Work to complete:
Give the part of the lines that opens with the line containing "Please trace the outline of every instance of the leafy" and runs through the end of the lines as a two-column CSV with the headers text and answer. Put each text and its answer on one row, with each value in a single quoted field and line breaks replaced by spaces.

Data:
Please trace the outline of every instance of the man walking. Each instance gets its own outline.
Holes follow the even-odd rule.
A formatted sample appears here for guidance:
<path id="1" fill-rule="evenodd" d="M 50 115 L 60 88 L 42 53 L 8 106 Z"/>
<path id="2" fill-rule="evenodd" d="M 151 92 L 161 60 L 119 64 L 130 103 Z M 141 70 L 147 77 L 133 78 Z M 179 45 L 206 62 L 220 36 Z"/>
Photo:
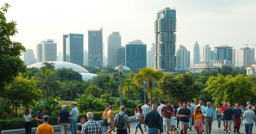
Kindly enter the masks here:
<path id="1" fill-rule="evenodd" d="M 181 134 L 187 134 L 189 124 L 188 118 L 192 116 L 190 110 L 187 109 L 188 103 L 187 102 L 183 103 L 183 108 L 180 109 L 178 112 L 178 116 L 180 117 L 179 119 L 179 126 L 181 129 Z"/>
<path id="2" fill-rule="evenodd" d="M 163 133 L 163 116 L 162 114 L 161 110 L 163 108 L 163 107 L 164 106 L 165 106 L 165 105 L 163 104 L 163 100 L 162 100 L 160 101 L 160 106 L 158 106 L 157 108 L 157 110 L 156 110 L 157 112 L 159 113 L 159 114 L 160 115 L 160 116 L 161 117 L 161 124 L 162 124 L 162 129 L 161 129 L 161 130 L 162 130 L 162 133 Z"/>
<path id="3" fill-rule="evenodd" d="M 192 116 L 192 117 L 193 117 L 193 116 L 194 116 L 193 115 L 194 115 L 194 111 L 195 110 L 195 108 L 194 108 L 194 107 L 193 107 L 191 105 L 191 101 L 188 101 L 187 108 L 189 109 L 189 110 L 190 110 L 190 112 L 191 112 L 191 115 Z M 189 121 L 189 131 L 191 131 L 192 130 L 192 117 L 191 117 L 189 118 L 188 118 L 188 120 Z"/>
<path id="4" fill-rule="evenodd" d="M 51 125 L 48 124 L 49 120 L 49 117 L 48 116 L 45 116 L 43 117 L 43 124 L 38 126 L 36 130 L 36 134 L 54 134 L 54 128 Z"/>
<path id="5" fill-rule="evenodd" d="M 206 134 L 211 134 L 211 125 L 214 120 L 213 117 L 215 116 L 214 110 L 211 106 L 211 102 L 207 102 L 206 103 L 207 107 L 204 109 L 202 113 L 205 117 L 204 123 L 205 124 L 205 131 Z"/>
<path id="6" fill-rule="evenodd" d="M 62 110 L 59 113 L 58 126 L 61 126 L 61 134 L 68 134 L 68 122 L 70 118 L 69 113 L 66 110 L 66 105 L 62 106 Z"/>
<path id="7" fill-rule="evenodd" d="M 86 116 L 88 121 L 83 125 L 81 134 L 102 134 L 101 126 L 93 120 L 93 113 L 88 112 Z"/>
<path id="8" fill-rule="evenodd" d="M 235 118 L 233 121 L 234 133 L 240 134 L 239 129 L 240 129 L 240 126 L 241 126 L 240 124 L 241 118 L 240 117 L 243 116 L 243 114 L 242 114 L 242 111 L 241 109 L 239 109 L 239 105 L 238 103 L 236 104 L 236 108 L 233 109 L 233 112 L 235 116 Z"/>
<path id="9" fill-rule="evenodd" d="M 70 130 L 72 134 L 77 134 L 77 117 L 79 116 L 79 111 L 77 108 L 77 104 L 75 102 L 71 103 L 72 110 L 69 113 L 70 116 Z"/>
<path id="10" fill-rule="evenodd" d="M 253 126 L 253 120 L 255 121 L 256 125 L 256 118 L 255 114 L 252 111 L 253 108 L 252 105 L 248 106 L 248 110 L 244 113 L 243 117 L 245 121 L 245 130 L 246 134 L 252 134 L 252 127 Z"/>
<path id="11" fill-rule="evenodd" d="M 234 120 L 235 117 L 234 115 L 234 112 L 231 109 L 231 104 L 229 104 L 228 105 L 228 108 L 225 109 L 223 112 L 223 117 L 225 118 L 225 123 L 226 123 L 226 133 L 230 134 L 231 131 L 231 124 L 232 120 Z M 233 119 L 232 119 L 233 117 Z M 229 130 L 228 131 L 228 126 Z"/>
<path id="12" fill-rule="evenodd" d="M 174 111 L 172 107 L 170 106 L 170 102 L 166 101 L 165 104 L 166 106 L 163 107 L 161 110 L 161 113 L 163 116 L 163 133 L 168 134 L 170 130 L 171 115 L 174 113 Z"/>
<path id="13" fill-rule="evenodd" d="M 127 128 L 128 129 L 128 133 L 130 134 L 131 133 L 131 130 L 130 129 L 130 124 L 129 124 L 129 118 L 128 115 L 124 113 L 124 111 L 125 111 L 125 107 L 123 106 L 121 106 L 121 107 L 120 107 L 120 112 L 116 114 L 116 116 L 115 116 L 115 119 L 114 120 L 113 131 L 115 131 L 115 127 L 116 127 L 116 125 L 117 124 L 117 119 L 119 120 L 119 118 L 121 119 L 120 118 L 119 118 L 121 116 L 123 117 L 122 119 L 123 120 L 123 123 L 124 124 L 124 127 L 123 128 L 116 128 L 117 134 L 127 134 Z"/>
<path id="14" fill-rule="evenodd" d="M 157 113 L 156 109 L 157 106 L 154 104 L 152 105 L 152 110 L 148 112 L 145 116 L 144 122 L 148 126 L 148 134 L 161 134 L 162 125 L 161 124 L 161 117 Z M 159 130 L 159 132 L 158 132 Z"/>
<path id="15" fill-rule="evenodd" d="M 145 102 L 145 104 L 144 105 L 142 109 L 142 114 L 143 115 L 146 115 L 147 113 L 150 111 L 150 107 L 148 106 L 149 105 L 149 101 L 148 100 L 146 100 Z M 146 126 L 146 124 L 144 123 L 144 131 L 147 131 L 147 127 Z"/>

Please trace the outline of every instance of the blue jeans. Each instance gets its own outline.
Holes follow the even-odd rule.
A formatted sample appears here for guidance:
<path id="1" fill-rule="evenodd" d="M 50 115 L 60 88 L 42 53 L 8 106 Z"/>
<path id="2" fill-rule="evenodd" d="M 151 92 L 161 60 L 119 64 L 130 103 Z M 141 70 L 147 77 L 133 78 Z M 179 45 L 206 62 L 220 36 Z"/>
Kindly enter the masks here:
<path id="1" fill-rule="evenodd" d="M 189 121 L 189 128 L 192 127 L 192 117 L 188 118 L 188 120 Z"/>
<path id="2" fill-rule="evenodd" d="M 158 134 L 158 128 L 148 128 L 148 134 Z"/>
<path id="3" fill-rule="evenodd" d="M 135 127 L 135 129 L 138 129 L 139 128 L 140 129 L 142 129 L 141 127 L 141 123 L 140 123 L 140 119 L 137 119 L 137 125 L 136 125 L 136 127 Z"/>
<path id="4" fill-rule="evenodd" d="M 161 117 L 161 124 L 162 125 L 162 133 L 163 133 L 163 117 Z"/>
<path id="5" fill-rule="evenodd" d="M 220 122 L 222 120 L 222 116 L 217 116 L 217 120 L 218 121 L 218 128 L 220 128 Z"/>
<path id="6" fill-rule="evenodd" d="M 252 134 L 252 127 L 253 126 L 253 123 L 250 124 L 245 123 L 245 131 L 246 134 Z"/>
<path id="7" fill-rule="evenodd" d="M 70 120 L 70 130 L 71 133 L 72 134 L 77 134 L 77 119 Z"/>

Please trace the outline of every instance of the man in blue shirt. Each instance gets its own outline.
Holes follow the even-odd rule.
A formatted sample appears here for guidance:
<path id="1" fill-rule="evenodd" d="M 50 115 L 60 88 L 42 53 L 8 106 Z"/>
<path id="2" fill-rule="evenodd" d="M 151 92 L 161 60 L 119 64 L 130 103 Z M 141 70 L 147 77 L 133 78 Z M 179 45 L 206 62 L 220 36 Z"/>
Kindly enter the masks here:
<path id="1" fill-rule="evenodd" d="M 79 116 L 79 111 L 77 108 L 77 104 L 75 102 L 71 103 L 72 110 L 69 113 L 70 116 L 70 130 L 72 134 L 77 134 L 77 117 Z"/>
<path id="2" fill-rule="evenodd" d="M 202 110 L 202 113 L 205 117 L 204 123 L 205 124 L 205 132 L 206 134 L 211 133 L 211 125 L 214 121 L 213 117 L 215 117 L 214 110 L 211 106 L 211 102 L 207 102 L 207 107 Z"/>

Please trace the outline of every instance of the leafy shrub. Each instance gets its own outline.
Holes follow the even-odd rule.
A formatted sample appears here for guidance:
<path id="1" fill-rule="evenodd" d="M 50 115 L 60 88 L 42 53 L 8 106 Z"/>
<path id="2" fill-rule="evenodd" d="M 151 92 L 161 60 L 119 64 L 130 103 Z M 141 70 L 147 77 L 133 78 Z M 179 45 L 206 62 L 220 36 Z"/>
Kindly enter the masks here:
<path id="1" fill-rule="evenodd" d="M 61 110 L 60 104 L 62 99 L 60 96 L 59 95 L 55 98 L 49 97 L 46 100 L 44 99 L 41 99 L 38 102 L 33 100 L 34 104 L 30 107 L 31 109 L 31 114 L 36 115 L 39 113 L 40 109 L 43 108 L 45 109 L 45 113 L 47 115 L 58 115 Z"/>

Solution to the exercise:
text,answer
"Please trace the outline of every instance of the leafy shrub. Each instance gets its own outline. Holes follow the even-odd rule. A formatted sample appears here for guidance: <path id=""1"" fill-rule=""evenodd"" d=""M 50 115 L 60 88 L 42 53 L 8 106 Z""/> <path id=""2"" fill-rule=""evenodd"" d=""M 151 92 L 161 60 L 119 64 L 130 103 Z M 141 70 L 147 77 L 133 78 Z M 179 45 L 206 62 L 220 36 Z""/> Kindly enter the masks here:","<path id=""1"" fill-rule=""evenodd"" d=""M 61 110 L 60 104 L 62 99 L 60 96 L 59 95 L 55 98 L 49 97 L 46 100 L 44 99 L 41 99 L 38 102 L 33 100 L 34 104 L 30 107 L 31 109 L 31 114 L 36 115 L 39 113 L 40 109 L 43 108 L 45 109 L 45 113 L 47 115 L 58 115 Z""/>"